* _Records for the task_:
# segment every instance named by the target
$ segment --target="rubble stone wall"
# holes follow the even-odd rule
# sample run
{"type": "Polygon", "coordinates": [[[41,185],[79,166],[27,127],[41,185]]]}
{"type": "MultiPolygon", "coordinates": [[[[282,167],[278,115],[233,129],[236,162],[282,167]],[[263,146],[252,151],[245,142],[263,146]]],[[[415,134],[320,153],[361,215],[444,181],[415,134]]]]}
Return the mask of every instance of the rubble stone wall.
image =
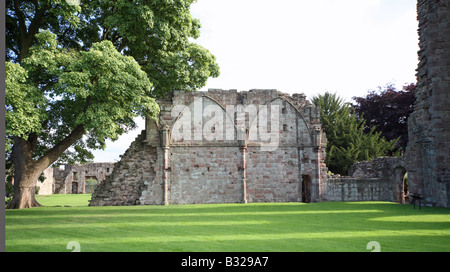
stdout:
{"type": "Polygon", "coordinates": [[[55,194],[86,194],[86,180],[101,183],[114,169],[114,163],[64,164],[63,168],[49,168],[53,172],[55,194]]]}
{"type": "Polygon", "coordinates": [[[403,157],[358,162],[349,176],[329,176],[323,183],[325,201],[391,201],[405,203],[408,194],[403,157]]]}
{"type": "Polygon", "coordinates": [[[394,201],[392,184],[382,178],[329,178],[327,201],[394,201]]]}
{"type": "MultiPolygon", "coordinates": [[[[136,137],[135,141],[115,163],[114,170],[92,194],[91,206],[127,206],[140,204],[143,188],[146,182],[154,181],[156,175],[153,169],[157,157],[156,148],[145,143],[145,131],[136,137]]],[[[153,204],[162,203],[160,184],[156,183],[152,192],[153,204]]]]}
{"type": "Polygon", "coordinates": [[[450,1],[418,0],[416,103],[406,149],[412,193],[450,207],[450,1]]]}

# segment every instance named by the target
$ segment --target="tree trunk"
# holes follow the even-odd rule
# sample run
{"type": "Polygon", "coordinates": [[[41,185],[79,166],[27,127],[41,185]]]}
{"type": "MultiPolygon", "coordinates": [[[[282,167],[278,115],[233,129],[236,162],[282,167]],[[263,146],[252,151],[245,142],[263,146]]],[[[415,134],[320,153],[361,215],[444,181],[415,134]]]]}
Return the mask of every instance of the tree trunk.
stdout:
{"type": "Polygon", "coordinates": [[[8,209],[25,209],[42,206],[35,197],[35,187],[20,187],[19,190],[14,188],[14,196],[8,205],[8,209]]]}
{"type": "Polygon", "coordinates": [[[39,160],[33,160],[33,150],[36,146],[36,135],[30,135],[28,140],[15,137],[12,151],[14,163],[14,195],[8,209],[23,209],[39,207],[36,201],[36,183],[45,171],[59,156],[84,134],[84,126],[77,126],[72,133],[50,149],[39,160]]]}
{"type": "Polygon", "coordinates": [[[37,164],[31,159],[33,144],[16,137],[13,148],[14,195],[8,209],[39,207],[35,197],[36,183],[47,166],[37,164]]]}
{"type": "Polygon", "coordinates": [[[27,167],[15,165],[14,168],[14,195],[8,209],[23,209],[39,207],[36,200],[36,183],[39,176],[46,167],[37,167],[35,163],[31,163],[27,167]]]}

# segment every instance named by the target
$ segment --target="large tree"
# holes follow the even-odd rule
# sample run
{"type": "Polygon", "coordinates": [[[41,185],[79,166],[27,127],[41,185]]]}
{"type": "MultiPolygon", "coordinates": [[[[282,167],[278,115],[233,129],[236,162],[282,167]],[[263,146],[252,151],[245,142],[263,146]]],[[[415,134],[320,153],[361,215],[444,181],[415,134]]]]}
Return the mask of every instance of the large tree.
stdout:
{"type": "Polygon", "coordinates": [[[156,98],[195,91],[219,73],[192,42],[193,0],[72,2],[6,1],[8,208],[39,206],[34,189],[47,167],[92,159],[91,150],[135,128],[135,117],[155,117],[156,98]]]}
{"type": "Polygon", "coordinates": [[[365,132],[376,127],[387,140],[399,138],[397,146],[403,151],[408,144],[408,117],[414,110],[415,84],[407,84],[402,90],[387,84],[369,91],[365,97],[353,97],[352,104],[360,119],[366,120],[365,132]]]}
{"type": "Polygon", "coordinates": [[[334,174],[347,175],[352,164],[395,151],[397,140],[386,140],[375,127],[365,132],[365,120],[357,118],[350,103],[336,93],[315,96],[312,102],[320,108],[320,121],[327,135],[325,163],[334,174]]]}

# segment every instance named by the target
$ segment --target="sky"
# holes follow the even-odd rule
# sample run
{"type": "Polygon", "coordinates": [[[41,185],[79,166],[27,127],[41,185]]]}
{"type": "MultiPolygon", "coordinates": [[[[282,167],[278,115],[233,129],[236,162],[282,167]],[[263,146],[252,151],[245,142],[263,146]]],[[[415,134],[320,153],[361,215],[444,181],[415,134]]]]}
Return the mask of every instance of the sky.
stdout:
{"type": "MultiPolygon", "coordinates": [[[[416,82],[416,0],[197,0],[191,14],[202,25],[193,42],[220,67],[200,91],[328,91],[350,102],[388,83],[416,82]]],[[[95,151],[95,161],[119,161],[144,129],[137,122],[95,151]]]]}

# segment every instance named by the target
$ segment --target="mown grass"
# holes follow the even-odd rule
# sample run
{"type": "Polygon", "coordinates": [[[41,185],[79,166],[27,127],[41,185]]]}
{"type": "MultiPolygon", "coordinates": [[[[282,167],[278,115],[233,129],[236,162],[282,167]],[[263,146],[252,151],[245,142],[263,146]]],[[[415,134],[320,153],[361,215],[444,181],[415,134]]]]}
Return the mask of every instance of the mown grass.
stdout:
{"type": "Polygon", "coordinates": [[[6,211],[6,251],[450,251],[450,210],[390,202],[88,207],[90,195],[40,197],[6,211]],[[70,206],[70,207],[67,207],[70,206]]]}

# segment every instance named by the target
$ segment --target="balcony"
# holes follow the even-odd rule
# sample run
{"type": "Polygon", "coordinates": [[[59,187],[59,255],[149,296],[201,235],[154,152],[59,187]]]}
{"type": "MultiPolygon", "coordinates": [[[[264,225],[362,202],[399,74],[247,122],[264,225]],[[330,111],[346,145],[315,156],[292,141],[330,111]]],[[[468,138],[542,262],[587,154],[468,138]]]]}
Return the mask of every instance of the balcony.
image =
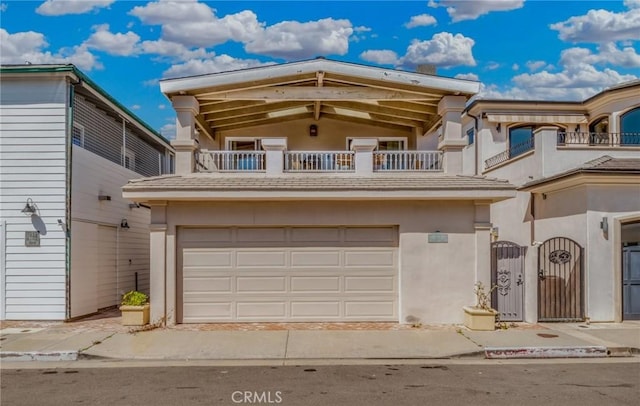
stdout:
{"type": "Polygon", "coordinates": [[[558,146],[640,147],[640,133],[559,132],[558,146]]]}
{"type": "Polygon", "coordinates": [[[442,172],[441,151],[206,151],[196,172],[357,173],[442,172]],[[269,155],[274,154],[274,155],[269,155]],[[280,158],[281,157],[281,158],[280,158]],[[275,159],[272,159],[275,158],[275,159]],[[277,165],[273,168],[270,165],[277,165]]]}
{"type": "Polygon", "coordinates": [[[496,165],[499,165],[503,162],[506,162],[510,159],[513,159],[519,155],[526,153],[527,151],[533,150],[535,147],[534,138],[531,137],[528,140],[513,144],[509,147],[508,150],[501,152],[497,155],[492,156],[491,158],[484,161],[484,168],[490,169],[496,165]]]}

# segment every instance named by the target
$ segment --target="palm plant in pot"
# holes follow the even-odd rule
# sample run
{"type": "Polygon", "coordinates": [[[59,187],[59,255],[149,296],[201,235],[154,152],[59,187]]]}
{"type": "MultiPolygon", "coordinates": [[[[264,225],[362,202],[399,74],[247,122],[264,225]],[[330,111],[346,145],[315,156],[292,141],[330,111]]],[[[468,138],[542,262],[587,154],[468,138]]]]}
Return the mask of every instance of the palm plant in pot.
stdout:
{"type": "Polygon", "coordinates": [[[124,326],[144,326],[149,324],[149,296],[132,290],[122,295],[120,311],[124,326]]]}
{"type": "Polygon", "coordinates": [[[464,325],[471,330],[495,330],[498,311],[491,308],[491,292],[497,288],[486,290],[482,282],[476,282],[473,292],[476,295],[474,306],[464,306],[464,325]]]}

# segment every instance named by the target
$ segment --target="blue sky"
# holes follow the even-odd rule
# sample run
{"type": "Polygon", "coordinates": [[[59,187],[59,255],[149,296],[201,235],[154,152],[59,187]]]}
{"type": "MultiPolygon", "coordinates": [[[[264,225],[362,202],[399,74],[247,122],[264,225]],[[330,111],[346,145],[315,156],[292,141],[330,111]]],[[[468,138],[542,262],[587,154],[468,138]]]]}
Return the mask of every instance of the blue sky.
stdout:
{"type": "Polygon", "coordinates": [[[159,80],[316,56],[583,100],[640,77],[640,0],[0,0],[0,63],[73,63],[167,137],[159,80]]]}

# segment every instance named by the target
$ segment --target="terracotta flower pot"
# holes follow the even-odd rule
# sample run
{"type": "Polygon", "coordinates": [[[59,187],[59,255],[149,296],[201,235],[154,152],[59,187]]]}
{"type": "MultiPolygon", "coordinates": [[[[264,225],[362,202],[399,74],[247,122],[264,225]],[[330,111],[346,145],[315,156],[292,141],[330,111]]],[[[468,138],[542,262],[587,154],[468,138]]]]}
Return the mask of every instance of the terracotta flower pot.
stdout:
{"type": "Polygon", "coordinates": [[[492,331],[496,329],[496,315],[494,309],[480,309],[464,306],[464,325],[471,330],[492,331]]]}
{"type": "Polygon", "coordinates": [[[123,326],[144,326],[149,324],[149,303],[142,306],[120,306],[123,326]]]}

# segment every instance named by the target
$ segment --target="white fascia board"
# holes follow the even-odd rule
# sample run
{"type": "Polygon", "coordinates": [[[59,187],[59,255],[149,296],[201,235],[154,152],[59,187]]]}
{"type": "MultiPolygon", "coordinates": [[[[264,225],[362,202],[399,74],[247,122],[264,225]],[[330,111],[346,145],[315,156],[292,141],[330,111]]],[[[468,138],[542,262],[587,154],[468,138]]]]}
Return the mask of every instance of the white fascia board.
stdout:
{"type": "Polygon", "coordinates": [[[123,198],[145,201],[218,200],[487,200],[497,202],[516,196],[515,190],[344,190],[344,191],[124,191],[123,198]]]}
{"type": "Polygon", "coordinates": [[[480,91],[480,83],[406,72],[396,69],[384,69],[344,62],[317,59],[293,62],[282,65],[268,65],[246,70],[212,73],[187,78],[168,79],[160,82],[164,94],[188,92],[211,86],[223,86],[234,83],[260,81],[282,76],[301,75],[313,72],[332,72],[347,76],[380,80],[390,83],[421,86],[428,89],[445,90],[451,93],[475,94],[480,91]]]}

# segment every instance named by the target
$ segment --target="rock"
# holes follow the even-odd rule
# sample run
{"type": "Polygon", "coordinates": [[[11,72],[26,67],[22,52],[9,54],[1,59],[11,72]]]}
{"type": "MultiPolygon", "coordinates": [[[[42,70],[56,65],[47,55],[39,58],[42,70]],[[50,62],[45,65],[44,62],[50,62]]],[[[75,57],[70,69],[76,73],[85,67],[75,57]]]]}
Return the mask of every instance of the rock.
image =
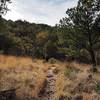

* _Work item_: Which lines above contain the word "Return"? List them.

* _Written reply_:
Return the mask of every instance of the rubble stone wall.
Return the mask of every instance of the tree trunk.
Return the mask of every instance of the large tree.
Return the mask of every instance of the sky.
Return the mask of every instance of the mown grass.
Return the mask of every instance of the balcony.
Return the mask of every instance of the palm plant in pot.
Return the mask of every instance of the blue sky.
Return the mask of every instance of the terracotta flower pot.
Return the mask of every instance of the white fascia board.
Return the mask of every instance of the rock.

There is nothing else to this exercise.